__What you are asked to do__.
Set down, in full, every record in the block.
==== Record excerpts ====
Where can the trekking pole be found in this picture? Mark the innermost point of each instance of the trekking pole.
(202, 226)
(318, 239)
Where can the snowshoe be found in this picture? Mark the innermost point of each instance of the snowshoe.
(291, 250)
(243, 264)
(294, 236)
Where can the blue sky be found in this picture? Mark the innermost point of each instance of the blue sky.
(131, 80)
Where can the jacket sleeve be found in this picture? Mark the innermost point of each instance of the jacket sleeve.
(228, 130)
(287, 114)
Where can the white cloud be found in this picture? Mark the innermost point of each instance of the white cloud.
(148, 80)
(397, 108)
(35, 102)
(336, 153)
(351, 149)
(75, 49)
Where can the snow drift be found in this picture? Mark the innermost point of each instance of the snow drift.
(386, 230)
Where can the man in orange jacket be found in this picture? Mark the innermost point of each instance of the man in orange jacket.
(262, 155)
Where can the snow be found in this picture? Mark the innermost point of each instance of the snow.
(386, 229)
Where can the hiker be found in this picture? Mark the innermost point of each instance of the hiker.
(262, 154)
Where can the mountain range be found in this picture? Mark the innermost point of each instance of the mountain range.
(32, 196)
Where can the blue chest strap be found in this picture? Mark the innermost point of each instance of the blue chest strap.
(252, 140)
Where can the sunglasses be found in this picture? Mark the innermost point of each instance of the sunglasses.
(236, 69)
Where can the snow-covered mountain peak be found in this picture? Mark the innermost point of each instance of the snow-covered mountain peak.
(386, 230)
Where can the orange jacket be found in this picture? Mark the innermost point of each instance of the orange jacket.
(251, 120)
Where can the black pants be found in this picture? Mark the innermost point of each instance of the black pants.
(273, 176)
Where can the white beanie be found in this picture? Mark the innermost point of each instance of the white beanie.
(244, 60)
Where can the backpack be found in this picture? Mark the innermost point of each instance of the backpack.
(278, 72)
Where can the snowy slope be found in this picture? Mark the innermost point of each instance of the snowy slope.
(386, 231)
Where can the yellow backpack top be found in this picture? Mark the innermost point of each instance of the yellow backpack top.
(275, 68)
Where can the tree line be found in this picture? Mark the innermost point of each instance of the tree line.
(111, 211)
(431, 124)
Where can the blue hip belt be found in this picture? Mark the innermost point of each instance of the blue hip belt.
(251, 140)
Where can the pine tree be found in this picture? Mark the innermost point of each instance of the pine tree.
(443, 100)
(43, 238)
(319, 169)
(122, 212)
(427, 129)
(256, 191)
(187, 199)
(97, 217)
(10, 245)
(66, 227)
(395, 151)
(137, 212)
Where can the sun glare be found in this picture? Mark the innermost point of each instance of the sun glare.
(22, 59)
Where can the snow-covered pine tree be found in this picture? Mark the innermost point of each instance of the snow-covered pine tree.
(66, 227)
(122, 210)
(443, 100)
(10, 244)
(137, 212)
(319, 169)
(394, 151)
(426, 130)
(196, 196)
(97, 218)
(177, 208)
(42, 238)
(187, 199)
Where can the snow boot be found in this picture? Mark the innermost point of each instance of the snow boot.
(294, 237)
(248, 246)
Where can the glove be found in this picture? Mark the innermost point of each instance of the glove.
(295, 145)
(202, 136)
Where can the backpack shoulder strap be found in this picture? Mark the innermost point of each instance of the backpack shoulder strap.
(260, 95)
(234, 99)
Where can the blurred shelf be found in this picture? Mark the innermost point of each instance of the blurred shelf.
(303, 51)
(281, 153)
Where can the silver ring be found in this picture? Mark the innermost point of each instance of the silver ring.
====
__The response__.
Where can the trekking pole be found in this picture? Mark the innermost point of each instance of the trekking pole.
(202, 226)
(318, 239)
Where can the snowshoe be found in this picture? Mark the innermost point of each instance of the snowshoe.
(291, 250)
(243, 264)
(294, 236)
Where can the blue sky be found in this picture? Mark the innermost point of each instance of the blue sky.
(131, 80)
Where can the jacket sleeve be found in this picture? Mark the innermost point of each instance of the jacket sleeve.
(228, 130)
(287, 114)
Where can the white cloud be found in this picture? Mark the innermost point of each instance of the white cloud.
(148, 80)
(397, 108)
(35, 102)
(336, 153)
(351, 149)
(75, 49)
Where can the snow drift be found in this picture? Mark the innermost point of each instance of the snow drift.
(386, 230)
Where can the man in orange jacket be found in this picture? Mark the innermost point of each instance of the man in orange jacket.
(262, 155)
Where can the snow be found in this picture? Mark the innermost point of each instance of the snow.
(386, 229)
Where can the hiker be found in this picture? Mark the innermost point of each instance of the hiker.
(262, 154)
Where can the mountain range be found in this picture? Mark the innermost point of each instance of the mountain range.
(32, 196)
Where can the blue chest strap be found in this picture? Mark the innermost point of each instance of the blue chest strap.
(252, 140)
Where can the sunglasses be found in this picture? Mark the innermost point of each instance of the sunglasses.
(236, 69)
Where can the snow-covered mountain peak be found in this picture? Mark the innermost point of each instance of the snow-covered mountain peak.
(386, 230)
Where can the orange jacket be found in this picture? Mark the innermost point of each instance of the orange jacket.
(251, 120)
Where can the black pants be found in this picture? Mark the innermost point of each instance of the black pants.
(273, 176)
Where can the white beanie be found in this picture? Mark the innermost point of each instance of the white beanie.
(244, 60)
Where can the backpack be found in this picture? Mark the innermost point of each instance of the backpack.
(278, 72)
Where can the snowy slope be found in this picture? Mark the innermost point of each instance of the snowy slope.
(386, 231)
Where can the yellow backpack top be found in this picture? Mark the innermost point of each instance of the yellow backpack top.
(275, 68)
Where can the tree line be found in this picture? Mark the innermost point of each instance of the tree line.
(111, 211)
(431, 124)
Where can the blue hip belt be found in this picture? Mark the innermost point of each instance of the blue hip belt.
(251, 140)
Where can the pine tree be found in this picture? Mark the innermost point of each instance of the pine tree.
(443, 100)
(43, 238)
(319, 169)
(122, 212)
(427, 129)
(256, 191)
(187, 199)
(97, 217)
(10, 245)
(66, 227)
(395, 151)
(137, 212)
Where can the sun glare be found in this picture? Mark the innermost point of each instance of the sun glare.
(22, 59)
Where can the snow-covered pine tree be found in this picture? Mark the innermost point of each instance of the snow-covered pine tree.
(66, 227)
(122, 210)
(443, 100)
(10, 244)
(137, 212)
(319, 169)
(394, 151)
(426, 130)
(196, 196)
(97, 218)
(177, 208)
(42, 238)
(187, 199)
Where can the snow boot be found in this picture? Mark the innermost point of each instance of the snow boot.
(294, 237)
(248, 246)
Where can the glove be found in this picture? Mark the innermost point of each instance of the glove.
(295, 145)
(202, 136)
Where can the backpack shoulder strap be found in this picture? Mark the innermost point of each instance of the backpack shoulder strap.
(260, 95)
(234, 99)
Where can the blurred shelf be found in this picture? Mark the innermost point of each instance of the blurred shelf.
(303, 51)
(281, 153)
Where can the silver ring be found in this picture? Mark the innermost point of each instance of the silver ring.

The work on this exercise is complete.